**Excerpt to read**
◇ ◇ ◇ ◇ ◇ ◇ ◇

The OBR, as I say, reckons the scheme will cost £1.8 billion. Privately, Ministers are briefing that that is completely inaccurate. We have not even begun scoping it yet. I am told the Treasury and the Cabinet Office are now in a stand-off with one another about who will pay for this dreadful thing. Neither wants it, particularly as the Cabinet Office will then have to make cuts to other, much more effective digital projects, the kinds that would actually deliver better services.

No one will answer straight questions about how secure the digital ID will be, or into which areas of our lives it will creep. The Prime Minister tells us that digital ID will be mandatory only for anyone who still wants to work in Labour’s welfare Britain. Yet in the next breath he suggests that childcare, welfare and wider service access will all require it. This is precisely how state overreach begins: with reassurance in one sentence and expansion in the next.

◇ ◇ ◇ ◇ ◇ ◇ ◇

**Collected data**
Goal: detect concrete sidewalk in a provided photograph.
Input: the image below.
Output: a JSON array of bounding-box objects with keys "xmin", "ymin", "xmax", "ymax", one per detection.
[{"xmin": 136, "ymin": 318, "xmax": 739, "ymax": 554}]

◇ ◇ ◇ ◇ ◇ ◇ ◇

**Tasks to complete**
1. In the passage on digital ID, write out the part that opens with the words containing "The OBR, as" and closes with "deliver better services.", substituting "Home Office" for each "Cabinet Office".
2. Proceed with the passage on digital ID from where it stops.

**Responses by task**
1.
The OBR, as I say, reckons the scheme will cost £1.8 billion. Privately, Ministers are briefing that that is completely inaccurate. We have not even begun scoping it yet. I am told the Treasury and the Home Office are now in a stand-off with one another about who will pay for this dreadful thing. Neither wants it, particularly as the Home Office will then have to make cuts to other, much more effective digital projects, the kinds that would actually deliver better services.

2.
It was very interesting to hear hon. Members making points about the police being able to access digital ID, or even about people needing it to go to the cinema. There have been no answers on the robustness of the Government’s cyber-security. This Government could not even keep their own Budget secret, and now they want us to trust them with this new system. Ministers point to Estonia and India as models, yet Estonia has suffered repeated breaches. India’s system, the largest ID system in the world, led to the largest ever data breach in the world, with citizens’ data sold on the dark web for the equivalent of £5 or £6. AI is now giving cyber-attackers the upper hand.

We have been given no sense of the extent to which digital ID will stem illegal migration, which was the Prime Minister’s excuse for introducing the idea in the first place. Ministers cannot even give an estimate, and that is for a simple reason: because it will not reduce migration. Can Ministers explain why those who enter the country by dodging the rules will suddenly become models of civic compliance, or why European ID schemes have done so little to stem illegal migration on the continent?